> _Assigned task_: Write the records out again exactly as they read, dropping any picture they hold.

___ Records supplied ___

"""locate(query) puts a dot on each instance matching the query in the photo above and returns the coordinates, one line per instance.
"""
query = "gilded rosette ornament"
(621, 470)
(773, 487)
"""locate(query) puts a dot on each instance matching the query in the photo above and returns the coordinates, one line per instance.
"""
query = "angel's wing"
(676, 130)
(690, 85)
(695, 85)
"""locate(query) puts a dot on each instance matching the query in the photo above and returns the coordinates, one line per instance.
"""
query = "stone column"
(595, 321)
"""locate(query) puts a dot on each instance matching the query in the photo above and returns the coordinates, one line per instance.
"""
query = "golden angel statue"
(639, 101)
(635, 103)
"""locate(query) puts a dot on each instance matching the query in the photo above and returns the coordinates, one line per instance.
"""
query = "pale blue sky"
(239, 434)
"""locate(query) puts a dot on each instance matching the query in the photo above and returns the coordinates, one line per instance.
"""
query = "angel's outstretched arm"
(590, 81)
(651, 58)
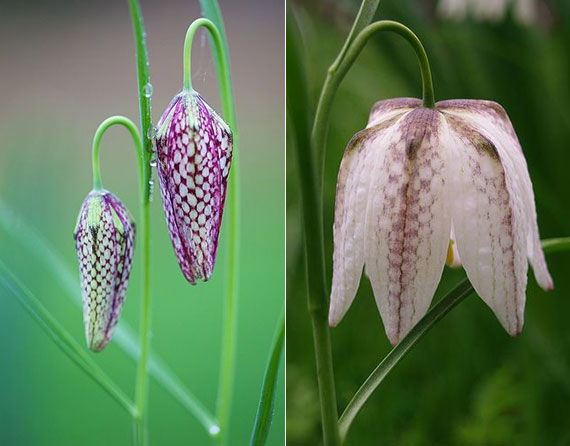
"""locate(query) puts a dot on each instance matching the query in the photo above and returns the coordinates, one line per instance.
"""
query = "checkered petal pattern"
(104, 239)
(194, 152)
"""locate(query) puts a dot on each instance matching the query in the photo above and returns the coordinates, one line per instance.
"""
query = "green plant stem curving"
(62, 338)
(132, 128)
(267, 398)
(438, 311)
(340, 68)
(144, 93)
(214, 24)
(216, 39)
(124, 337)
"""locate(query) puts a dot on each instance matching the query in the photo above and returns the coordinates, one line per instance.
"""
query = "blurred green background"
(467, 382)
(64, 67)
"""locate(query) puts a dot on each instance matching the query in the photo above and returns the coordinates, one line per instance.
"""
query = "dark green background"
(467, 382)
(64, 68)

___

> _Response box_:
"""locate(query) puts a dot on each instance matching the query in the photo above and returns the coordinates, one line per instance.
"""
query = "gilded rosette ornament"
(621, 470)
(773, 487)
"""locate(query) puts a dot on each instance matching the query in the photo above and returns the coordinates, one line per instance.
"""
query = "angel's wing"
(676, 130)
(690, 85)
(695, 85)
"""locate(query) puts a dot on each instance matching the query in the photo above and returns the coordinates, one line per instance.
"""
query = "stone column"
(595, 321)
"""locate(query) puts a dot on each instance matching the query in the photo above and returns the coordinates, one line per instance.
"""
query = "golden angel statue"
(639, 101)
(635, 103)
"""locate(query) puts a dot on each instance matching the query in the photo above and returns the coordinates, one line per instance.
"""
query = "pale blue sky"
(239, 434)
"""locate(query) puts a dot on each instance matching the query in the photo above and returns the coordinates, one line per instance.
"""
query = "angel's outstretched arm"
(590, 81)
(651, 58)
"""locate(query) puts a dot on each instance matching the query in the photo above and returns the coordinates, one line per instance.
"""
query = "checkered petal pattern"
(104, 239)
(194, 152)
"""locate(query) puts a dot on each instance matching the query in the photo above and returns the coordinates, one line per instance.
"""
query = "green plant stem curving"
(62, 338)
(132, 128)
(267, 398)
(438, 311)
(340, 68)
(144, 93)
(214, 24)
(216, 39)
(124, 337)
"""locate(query) puts a dot on each instance matching the query in the photo above and returns the coordinates, one line per instance.
"""
query = "blurred green background"
(467, 382)
(64, 67)
"""locate(query) puts a dot on each instance matching the query in the photo above and returns the coordinates, one line per instance.
"""
query = "dark green background"
(467, 382)
(64, 68)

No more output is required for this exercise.